#### TEXT SECTION:
Back to Blog

Complete Guide to PPO, RNN, and Actor-Critic Methods

Understanding the algorithms behind modern reinforcement learning


Reinforcement Learning Foundations

The RL Problem

Reinforcement Learning is about training agents to make decisions in an environment to maximize cumulative reward.

Key Components:

  • Agent: The decision maker (your robot/AI)
  • Environment: The world the agent operates in
  • State (s): Current situation description
  • Action (a): What the agent can do
  • Reward (r): Feedback signal
  • Policy (π): Strategy for choosing actions

Goal: Find the optimal policy π* that maximizes expected cumulative reward.

#### LIST OF TASKS:
1) Update the reinforcement learning guide by rewriting it starting at "Understanding the algorithms" and ending at "maker (your robot/AI)", with "decision maker" changed to "decision-making entity".
2) Reproduce the entries word for word, starting at the line that contains "Greenhouse-scouting request: tag the cap" and ending at the line that contains "(1248, 602)".

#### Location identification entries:
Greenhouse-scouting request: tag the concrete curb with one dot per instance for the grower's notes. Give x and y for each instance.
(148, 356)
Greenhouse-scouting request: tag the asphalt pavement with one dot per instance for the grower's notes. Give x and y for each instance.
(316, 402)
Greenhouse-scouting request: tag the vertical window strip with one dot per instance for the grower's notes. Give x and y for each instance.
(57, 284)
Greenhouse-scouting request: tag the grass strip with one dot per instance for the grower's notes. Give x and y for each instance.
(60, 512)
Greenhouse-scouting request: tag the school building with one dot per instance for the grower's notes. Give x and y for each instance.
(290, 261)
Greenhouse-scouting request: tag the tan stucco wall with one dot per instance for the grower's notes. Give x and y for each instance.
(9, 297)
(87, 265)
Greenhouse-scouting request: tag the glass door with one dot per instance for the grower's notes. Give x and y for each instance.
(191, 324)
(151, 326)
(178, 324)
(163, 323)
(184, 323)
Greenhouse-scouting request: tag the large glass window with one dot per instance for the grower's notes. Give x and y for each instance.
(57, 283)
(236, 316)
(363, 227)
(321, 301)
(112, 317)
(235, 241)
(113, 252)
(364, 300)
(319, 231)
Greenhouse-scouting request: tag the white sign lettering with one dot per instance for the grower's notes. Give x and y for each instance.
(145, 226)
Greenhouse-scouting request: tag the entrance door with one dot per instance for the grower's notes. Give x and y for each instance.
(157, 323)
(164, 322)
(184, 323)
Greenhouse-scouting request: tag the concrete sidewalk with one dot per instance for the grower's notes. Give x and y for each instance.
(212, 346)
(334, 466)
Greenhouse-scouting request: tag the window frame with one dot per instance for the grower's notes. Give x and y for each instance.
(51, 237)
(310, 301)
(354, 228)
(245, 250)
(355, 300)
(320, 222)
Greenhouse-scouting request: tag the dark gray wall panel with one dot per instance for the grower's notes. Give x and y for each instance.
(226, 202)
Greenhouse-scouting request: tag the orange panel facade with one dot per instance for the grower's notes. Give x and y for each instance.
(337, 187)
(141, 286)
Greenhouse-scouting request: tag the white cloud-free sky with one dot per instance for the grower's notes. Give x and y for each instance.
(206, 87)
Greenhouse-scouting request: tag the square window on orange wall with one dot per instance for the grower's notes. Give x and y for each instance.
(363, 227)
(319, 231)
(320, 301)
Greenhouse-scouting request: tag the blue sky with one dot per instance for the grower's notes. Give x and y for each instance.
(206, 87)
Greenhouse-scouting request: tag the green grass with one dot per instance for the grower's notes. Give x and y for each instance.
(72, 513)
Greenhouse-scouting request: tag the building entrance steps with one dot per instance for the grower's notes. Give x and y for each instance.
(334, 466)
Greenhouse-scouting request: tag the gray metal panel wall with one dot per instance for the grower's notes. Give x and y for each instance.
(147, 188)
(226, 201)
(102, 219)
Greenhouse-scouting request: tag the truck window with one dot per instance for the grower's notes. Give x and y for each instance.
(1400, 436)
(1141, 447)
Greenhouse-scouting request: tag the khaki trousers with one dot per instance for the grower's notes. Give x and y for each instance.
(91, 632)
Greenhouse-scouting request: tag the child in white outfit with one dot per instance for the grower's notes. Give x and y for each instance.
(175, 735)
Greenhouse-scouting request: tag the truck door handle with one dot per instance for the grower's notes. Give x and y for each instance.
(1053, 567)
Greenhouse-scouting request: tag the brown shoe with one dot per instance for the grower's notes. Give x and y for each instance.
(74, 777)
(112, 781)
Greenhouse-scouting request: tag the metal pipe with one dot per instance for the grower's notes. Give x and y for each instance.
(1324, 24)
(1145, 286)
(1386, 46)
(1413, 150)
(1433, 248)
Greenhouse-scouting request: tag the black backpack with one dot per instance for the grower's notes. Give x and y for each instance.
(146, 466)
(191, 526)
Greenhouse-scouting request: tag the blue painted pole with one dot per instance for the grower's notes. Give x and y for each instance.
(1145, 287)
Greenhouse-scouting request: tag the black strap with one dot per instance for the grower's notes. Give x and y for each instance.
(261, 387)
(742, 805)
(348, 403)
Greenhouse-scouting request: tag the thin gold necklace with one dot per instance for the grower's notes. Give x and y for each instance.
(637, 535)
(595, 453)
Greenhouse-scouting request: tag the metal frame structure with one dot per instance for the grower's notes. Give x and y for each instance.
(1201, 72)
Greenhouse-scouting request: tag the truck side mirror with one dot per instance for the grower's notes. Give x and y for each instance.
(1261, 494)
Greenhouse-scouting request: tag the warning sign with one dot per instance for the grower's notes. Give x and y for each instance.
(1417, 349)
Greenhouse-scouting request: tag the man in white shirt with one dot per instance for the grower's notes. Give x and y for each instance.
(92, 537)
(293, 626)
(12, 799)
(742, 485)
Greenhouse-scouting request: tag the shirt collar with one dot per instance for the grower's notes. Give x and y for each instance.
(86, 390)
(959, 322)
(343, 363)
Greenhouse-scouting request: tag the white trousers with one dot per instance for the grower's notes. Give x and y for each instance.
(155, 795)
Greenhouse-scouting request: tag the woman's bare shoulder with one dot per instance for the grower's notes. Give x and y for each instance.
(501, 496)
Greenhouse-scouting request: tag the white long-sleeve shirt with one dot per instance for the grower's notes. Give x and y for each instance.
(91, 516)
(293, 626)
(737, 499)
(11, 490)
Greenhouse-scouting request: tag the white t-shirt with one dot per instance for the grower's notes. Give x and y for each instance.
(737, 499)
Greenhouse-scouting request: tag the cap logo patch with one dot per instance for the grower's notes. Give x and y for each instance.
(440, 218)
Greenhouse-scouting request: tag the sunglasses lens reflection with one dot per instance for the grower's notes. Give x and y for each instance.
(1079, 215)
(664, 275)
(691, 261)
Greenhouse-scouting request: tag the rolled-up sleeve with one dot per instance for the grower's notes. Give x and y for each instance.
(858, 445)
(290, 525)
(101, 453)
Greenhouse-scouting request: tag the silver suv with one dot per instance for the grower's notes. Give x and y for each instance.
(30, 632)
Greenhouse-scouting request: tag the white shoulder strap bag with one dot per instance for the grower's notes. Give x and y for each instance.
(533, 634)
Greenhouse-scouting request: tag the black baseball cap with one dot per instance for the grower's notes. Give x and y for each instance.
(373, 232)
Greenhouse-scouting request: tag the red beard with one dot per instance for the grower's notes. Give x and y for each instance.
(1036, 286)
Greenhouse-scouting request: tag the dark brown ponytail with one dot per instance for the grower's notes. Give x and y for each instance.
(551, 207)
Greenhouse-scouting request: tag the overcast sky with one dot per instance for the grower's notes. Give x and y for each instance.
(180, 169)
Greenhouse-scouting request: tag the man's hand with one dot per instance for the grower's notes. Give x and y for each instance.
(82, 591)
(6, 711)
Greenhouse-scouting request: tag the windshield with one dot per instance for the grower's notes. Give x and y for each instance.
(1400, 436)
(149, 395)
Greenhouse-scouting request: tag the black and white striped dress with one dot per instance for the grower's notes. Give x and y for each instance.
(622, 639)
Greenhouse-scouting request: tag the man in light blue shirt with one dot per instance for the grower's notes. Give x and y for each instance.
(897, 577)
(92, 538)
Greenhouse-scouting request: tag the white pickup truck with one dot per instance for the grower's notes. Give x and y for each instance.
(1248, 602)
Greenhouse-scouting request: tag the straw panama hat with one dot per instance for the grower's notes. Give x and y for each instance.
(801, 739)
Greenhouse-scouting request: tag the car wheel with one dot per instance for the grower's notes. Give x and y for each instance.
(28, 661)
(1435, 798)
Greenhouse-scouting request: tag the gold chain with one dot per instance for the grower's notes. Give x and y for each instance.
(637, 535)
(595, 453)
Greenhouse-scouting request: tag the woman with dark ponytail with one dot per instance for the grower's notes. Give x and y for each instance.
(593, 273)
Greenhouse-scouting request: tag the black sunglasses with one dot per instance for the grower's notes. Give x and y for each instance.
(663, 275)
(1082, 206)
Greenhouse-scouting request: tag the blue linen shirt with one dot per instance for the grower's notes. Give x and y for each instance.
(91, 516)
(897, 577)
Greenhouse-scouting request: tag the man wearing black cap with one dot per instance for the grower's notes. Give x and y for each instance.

#### ANSWERS TO THE TASKS:
1)
Understanding the algorithms behind modern reinforcement learning


Reinforcement Learning Foundations

The RL Problem

Reinforcement Learning is about training agents to make decisions in an environment to maximize cumulative reward.

Key Components:

  • Agent: The decision-making entity (your robot/AI)

2)
Greenhouse-scouting request: tag the cap logo patch with one dot per instance for the grower's notes. Give x and y for each instance.
(440, 218)
Greenhouse-scouting request: tag the sunglasses lens reflection with one dot per instance for the grower's notes. Give x and y for each instance.
(1079, 215)
(664, 275)
(691, 261)
Greenhouse-scouting request: tag the rolled-up sleeve with one dot per instance for the grower's notes. Give x and y for each instance.
(858, 445)
(290, 525)
(101, 453)
Greenhouse-scouting request: tag the silver suv with one dot per instance for the grower's notes. Give x and y for each instance.
(30, 632)
Greenhouse-scouting request: tag the white shoulder strap bag with one dot per instance for the grower's notes. Give x and y for each instance.
(533, 634)
Greenhouse-scouting request: tag the black baseball cap with one dot per instance for the grower's notes. Give x and y for each instance.
(373, 232)
Greenhouse-scouting request: tag the red beard with one dot per instance for the grower's notes. Give x and y for each instance.
(1036, 286)
Greenhouse-scouting request: tag the dark brown ponytail with one dot per instance for the grower's notes. Give x and y for each instance.
(551, 207)
Greenhouse-scouting request: tag the overcast sky with one dot per instance for the grower's notes. Give x and y for each instance.
(180, 169)
Greenhouse-scouting request: tag the man's hand with one dot per instance for the grower's notes. Give x and y for each instance.
(82, 591)
(6, 711)
Greenhouse-scouting request: tag the windshield with one dot per instance for the grower's notes. Give x and y for each instance.
(1400, 436)
(149, 395)
Greenhouse-scouting request: tag the black and white striped dress with one dot per instance for the grower's notes. Give x and y for each instance.
(622, 639)
Greenhouse-scouting request: tag the man in light blue shirt with one dot per instance for the grower's notes. Give x and y for each instance.
(897, 577)
(92, 538)
Greenhouse-scouting request: tag the white pickup truck with one dot per instance for the grower's notes. Give x and y for each instance.
(1248, 602)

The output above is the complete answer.